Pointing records
-- START --

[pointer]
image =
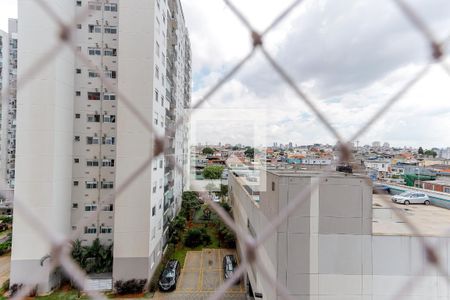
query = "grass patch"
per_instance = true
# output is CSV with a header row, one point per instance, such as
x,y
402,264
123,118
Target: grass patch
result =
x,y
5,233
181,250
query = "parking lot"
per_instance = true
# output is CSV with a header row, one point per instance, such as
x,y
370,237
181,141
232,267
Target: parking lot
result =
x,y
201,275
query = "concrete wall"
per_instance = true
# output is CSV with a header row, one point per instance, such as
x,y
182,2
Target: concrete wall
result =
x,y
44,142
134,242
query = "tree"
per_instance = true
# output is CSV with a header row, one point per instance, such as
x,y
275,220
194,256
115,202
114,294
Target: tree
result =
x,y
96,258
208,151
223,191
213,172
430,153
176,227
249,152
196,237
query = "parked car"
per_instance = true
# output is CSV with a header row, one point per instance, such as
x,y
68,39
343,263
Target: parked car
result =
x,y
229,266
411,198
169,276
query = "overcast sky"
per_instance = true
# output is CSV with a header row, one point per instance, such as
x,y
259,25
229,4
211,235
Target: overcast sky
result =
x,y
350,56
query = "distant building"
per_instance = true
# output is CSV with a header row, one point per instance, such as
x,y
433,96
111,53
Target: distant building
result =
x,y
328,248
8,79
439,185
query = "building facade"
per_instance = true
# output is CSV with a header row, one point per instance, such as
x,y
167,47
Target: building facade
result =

-- END --

• REQUIREMENTS:
Every record gets retyped exactly; no picture goes into the copy.

• ANSWER TO THE EXERCISE:
[pointer]
image =
query = "grass patch"
per_instance = true
# output is CSV with a header row, one point per instance, such as
x,y
402,264
123,118
Target: grass patch
result =
x,y
5,233
181,250
query = "parking lot"
per_instance = true
# output is CSV with a header row, one point per instance, such as
x,y
370,237
181,141
232,267
Target: parking lot
result =
x,y
201,275
query = "concrete wall"
per_instance = true
# output is CSV with a header row, one point per instance, such as
x,y
182,2
Target: concrete wall
result =
x,y
44,142
134,242
query = "tree"
per_instance = true
# output is CSV with a header row, one point per instance, such as
x,y
275,220
194,256
115,202
114,294
Target: tree
result =
x,y
96,258
208,151
223,191
213,172
430,153
176,227
249,152
196,237
query = "parked car"
per_instance = true
# output is CSV with a header row, one point per instance, such as
x,y
68,39
343,263
Target: parked car
result =
x,y
229,266
411,198
169,276
query = "overcast sky"
per_instance = true
# output is CSV with a header row, one point per instance, such as
x,y
259,25
229,4
211,235
Target: overcast sky
result =
x,y
350,56
query = "distant building"
per_instance = true
# output is CSV with a header row, one point per instance, such as
x,y
433,96
111,53
Target: distant building
result =
x,y
328,248
8,79
439,185
query = "building facade"
per_instance = true
# output is CSV with a header row, one point per instance, such as
x,y
167,47
Target: building facade
result =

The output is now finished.